* Aim
Rewrite the rows below, putting "one marker" in place of "a single marker" wherever it occurs. Leave everything else unchanged.
---------- Exercise material ----------
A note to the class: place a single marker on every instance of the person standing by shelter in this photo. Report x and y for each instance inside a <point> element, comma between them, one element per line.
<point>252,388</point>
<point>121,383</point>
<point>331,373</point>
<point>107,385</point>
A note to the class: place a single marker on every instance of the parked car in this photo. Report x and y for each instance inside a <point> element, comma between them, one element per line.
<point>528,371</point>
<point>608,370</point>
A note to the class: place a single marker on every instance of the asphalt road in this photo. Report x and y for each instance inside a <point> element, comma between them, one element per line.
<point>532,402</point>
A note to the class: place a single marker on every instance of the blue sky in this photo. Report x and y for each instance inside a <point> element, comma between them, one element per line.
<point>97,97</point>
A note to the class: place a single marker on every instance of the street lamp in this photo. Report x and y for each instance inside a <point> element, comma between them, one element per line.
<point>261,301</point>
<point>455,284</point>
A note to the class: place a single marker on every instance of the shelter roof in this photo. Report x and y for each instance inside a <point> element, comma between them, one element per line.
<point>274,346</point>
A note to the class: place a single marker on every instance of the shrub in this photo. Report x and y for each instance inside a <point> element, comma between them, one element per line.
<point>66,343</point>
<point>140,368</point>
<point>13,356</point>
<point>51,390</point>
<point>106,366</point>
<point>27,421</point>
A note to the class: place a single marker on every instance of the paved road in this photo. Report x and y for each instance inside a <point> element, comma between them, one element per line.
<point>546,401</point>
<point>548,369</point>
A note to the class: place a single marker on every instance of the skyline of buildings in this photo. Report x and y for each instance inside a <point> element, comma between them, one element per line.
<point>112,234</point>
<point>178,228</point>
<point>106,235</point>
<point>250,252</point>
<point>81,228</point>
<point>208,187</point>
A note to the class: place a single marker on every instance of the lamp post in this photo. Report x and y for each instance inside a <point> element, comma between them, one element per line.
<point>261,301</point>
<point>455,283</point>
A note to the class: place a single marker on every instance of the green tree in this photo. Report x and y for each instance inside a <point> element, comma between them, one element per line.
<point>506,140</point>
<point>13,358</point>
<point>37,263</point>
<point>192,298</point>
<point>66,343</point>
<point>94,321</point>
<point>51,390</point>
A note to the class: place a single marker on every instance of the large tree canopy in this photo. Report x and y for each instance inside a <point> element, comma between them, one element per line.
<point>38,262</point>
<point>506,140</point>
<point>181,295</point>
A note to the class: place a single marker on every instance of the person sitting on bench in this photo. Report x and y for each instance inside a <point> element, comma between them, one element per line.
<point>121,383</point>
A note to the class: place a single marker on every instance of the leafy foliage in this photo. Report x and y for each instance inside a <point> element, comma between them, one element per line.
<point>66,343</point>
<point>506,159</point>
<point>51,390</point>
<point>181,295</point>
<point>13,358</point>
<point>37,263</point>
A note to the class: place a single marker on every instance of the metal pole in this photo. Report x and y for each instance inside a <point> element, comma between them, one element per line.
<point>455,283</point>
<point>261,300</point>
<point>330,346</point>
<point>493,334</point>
----------
* Expected answer
A note to the class: place one marker on every instance of the person standing by shelter in this photo. Report x and y for each instance inside a <point> element, comma between them, one element per line.
<point>252,388</point>
<point>121,383</point>
<point>331,373</point>
<point>107,385</point>
A note to the class: place one marker on every instance of the parked car in this photo. Report x and y for each instance inside a <point> element, comma between them, one element per line.
<point>528,371</point>
<point>608,370</point>
A note to the class: place one marker on every instance of the asphalt road in this photo. Report x and y for each instance inside a <point> element, comma between them, one element per line.
<point>532,402</point>
A note to the class: place one marker on every instance of the blue sky in this photo. Report x and y for each instance inside a <point> element, comma between them, one element per line.
<point>97,97</point>
A note to the class: place one marker on every instance of the street lamp in this photo. Report x and y for each instance inside a <point> element, comma between them, one element per line.
<point>261,301</point>
<point>455,284</point>
A note to the class: place one marker on every instance of the shelter roof in this photo. Report x and y for each instance inside a <point> element, comma between them, one element per line.
<point>274,346</point>
A note to the class: place one marker on every instance of the shrub in this photo. Report x and y for each instance inside a <point> element, comma between them, one element per line.
<point>66,343</point>
<point>140,368</point>
<point>13,356</point>
<point>51,390</point>
<point>106,366</point>
<point>27,421</point>
A note to the class: place one marker on every instance of the paved road in this photo. Report x and y for each instance inside a <point> element, comma between them, one element per line.
<point>546,401</point>
<point>548,369</point>
A note to the class: place one marker on every instance of the skyline of buildings in this photo. Report x and y for each instance inside a <point> element, comma between them, one element per line.
<point>112,234</point>
<point>178,228</point>
<point>106,235</point>
<point>250,252</point>
<point>81,228</point>
<point>208,187</point>
A note to the class: place one marker on every instance of the lamp post in this photo. Report x and y for each instance inside a <point> element, comma between them, one element per line.
<point>261,301</point>
<point>455,283</point>
A note to the class: place one marker on every instance of the green tree in this photo. Report x and y for each instance inside a <point> element, comma between them, one element per line.
<point>506,140</point>
<point>13,358</point>
<point>37,263</point>
<point>192,298</point>
<point>66,343</point>
<point>94,321</point>
<point>51,390</point>
A note to the class: place one marker on every instance of the large tree canopy in this photo. Report x and y for each instance inside a <point> element, comma between them, one element per line.
<point>38,262</point>
<point>506,140</point>
<point>181,295</point>
A note to the class: place one marker on every instance of the person sitting on bench in this photo. Report x and y for each instance inside a <point> element, comma between them, one element per line.
<point>121,383</point>
A note to the class: place one marker on every instance of the leafy foliage in this photo. Report x and y for each instance inside a <point> element, comma between them, one element per line.
<point>66,343</point>
<point>506,159</point>
<point>51,390</point>
<point>181,295</point>
<point>13,358</point>
<point>37,263</point>
A note to the class: place one marker on every instance of the metal pole in this photo. Report x and y for each instance inside a <point> element, comma between them, one element per line.
<point>455,283</point>
<point>261,300</point>
<point>330,346</point>
<point>493,334</point>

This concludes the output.